[Records for identifying positions]
● ● ●

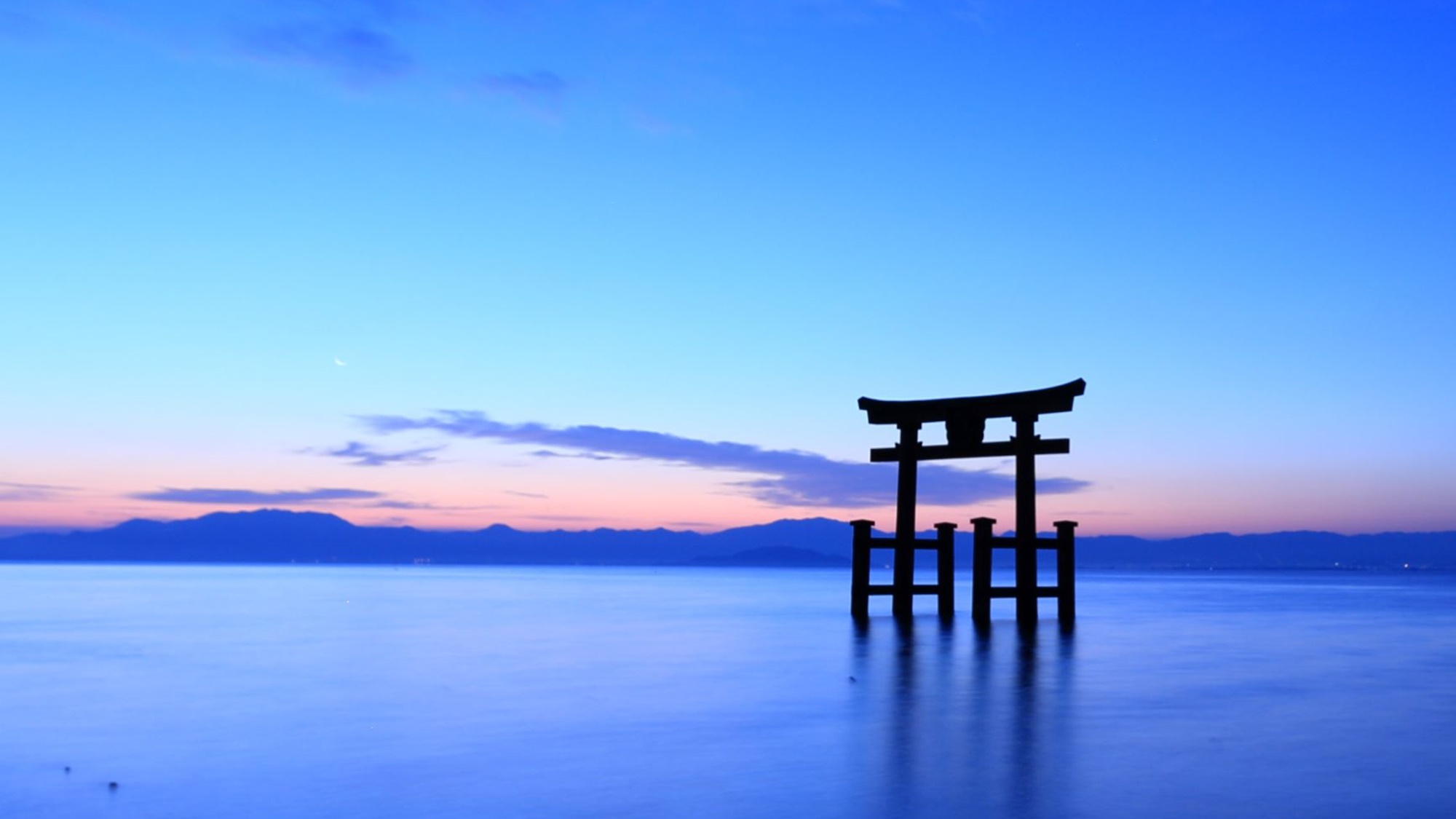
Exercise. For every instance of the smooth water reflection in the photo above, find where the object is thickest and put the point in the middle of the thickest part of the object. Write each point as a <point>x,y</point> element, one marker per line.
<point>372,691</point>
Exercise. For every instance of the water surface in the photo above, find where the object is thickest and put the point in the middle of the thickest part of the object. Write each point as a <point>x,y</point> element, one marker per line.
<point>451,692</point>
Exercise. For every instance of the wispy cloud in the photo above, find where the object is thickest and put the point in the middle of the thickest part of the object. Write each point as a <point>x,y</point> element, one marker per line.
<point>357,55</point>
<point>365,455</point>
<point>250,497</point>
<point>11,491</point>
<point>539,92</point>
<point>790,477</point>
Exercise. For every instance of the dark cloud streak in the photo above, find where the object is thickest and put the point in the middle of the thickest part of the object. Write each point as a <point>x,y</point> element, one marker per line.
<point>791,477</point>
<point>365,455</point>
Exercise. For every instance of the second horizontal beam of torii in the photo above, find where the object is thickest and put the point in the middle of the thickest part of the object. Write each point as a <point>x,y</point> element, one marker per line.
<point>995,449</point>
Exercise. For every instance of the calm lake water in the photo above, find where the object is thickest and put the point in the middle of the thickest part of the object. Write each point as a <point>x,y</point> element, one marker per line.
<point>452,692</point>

● ● ●

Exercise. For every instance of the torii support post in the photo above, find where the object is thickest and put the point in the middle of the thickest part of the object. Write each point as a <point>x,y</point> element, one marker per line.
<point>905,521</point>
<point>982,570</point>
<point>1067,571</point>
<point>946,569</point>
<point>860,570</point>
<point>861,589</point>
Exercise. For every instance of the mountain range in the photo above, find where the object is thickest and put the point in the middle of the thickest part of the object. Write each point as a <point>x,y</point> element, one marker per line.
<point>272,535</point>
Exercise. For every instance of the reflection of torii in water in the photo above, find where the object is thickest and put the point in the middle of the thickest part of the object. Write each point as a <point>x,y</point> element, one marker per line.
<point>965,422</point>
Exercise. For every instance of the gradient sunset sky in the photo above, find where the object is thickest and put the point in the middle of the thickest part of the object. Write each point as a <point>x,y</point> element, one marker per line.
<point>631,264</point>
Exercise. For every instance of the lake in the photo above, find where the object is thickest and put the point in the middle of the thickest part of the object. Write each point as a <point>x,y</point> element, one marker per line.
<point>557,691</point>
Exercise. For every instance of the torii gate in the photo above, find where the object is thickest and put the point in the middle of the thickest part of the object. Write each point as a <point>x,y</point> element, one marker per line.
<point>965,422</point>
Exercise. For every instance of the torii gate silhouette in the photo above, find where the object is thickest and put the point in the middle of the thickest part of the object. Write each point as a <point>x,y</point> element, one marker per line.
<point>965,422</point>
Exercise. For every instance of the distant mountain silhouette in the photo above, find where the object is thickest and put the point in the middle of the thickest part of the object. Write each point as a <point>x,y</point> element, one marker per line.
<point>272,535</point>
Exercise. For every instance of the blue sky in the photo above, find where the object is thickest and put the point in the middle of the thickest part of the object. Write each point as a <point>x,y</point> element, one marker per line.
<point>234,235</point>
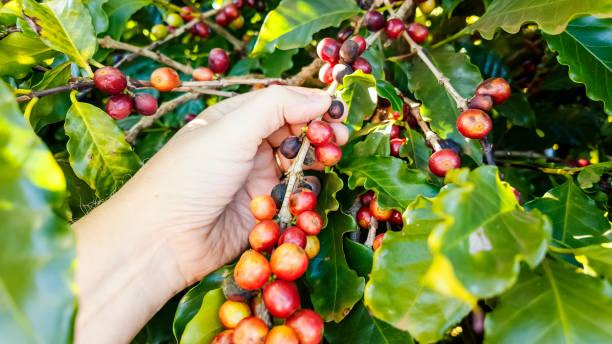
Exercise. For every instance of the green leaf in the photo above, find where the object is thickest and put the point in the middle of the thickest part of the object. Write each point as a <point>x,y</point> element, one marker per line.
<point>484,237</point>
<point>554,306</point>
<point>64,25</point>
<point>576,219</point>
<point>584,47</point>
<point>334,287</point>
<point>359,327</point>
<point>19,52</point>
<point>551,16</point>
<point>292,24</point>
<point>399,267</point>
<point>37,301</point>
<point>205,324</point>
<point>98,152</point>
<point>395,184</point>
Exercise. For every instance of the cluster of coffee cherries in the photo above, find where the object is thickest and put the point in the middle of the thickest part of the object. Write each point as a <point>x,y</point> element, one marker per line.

● ● ●

## EXERCISE
Turn the lines from the one containing "Exercise. For every instance of the green" up to and including the one containing "<point>37,301</point>" into a numbered list, leaving out any blank lines. Include only those lines.

## TASK RESPONSE
1. Exercise. For every instance of the green leaf in the photo above, find where the object is thickest and put the point in the middle of the thickest part of the object. Write each point as a <point>x,y</point> element, one marker per line.
2. <point>484,237</point>
3. <point>554,306</point>
4. <point>64,25</point>
5. <point>576,219</point>
6. <point>584,47</point>
7. <point>334,287</point>
8. <point>359,327</point>
9. <point>19,52</point>
10. <point>551,16</point>
11. <point>292,24</point>
12. <point>399,267</point>
13. <point>37,301</point>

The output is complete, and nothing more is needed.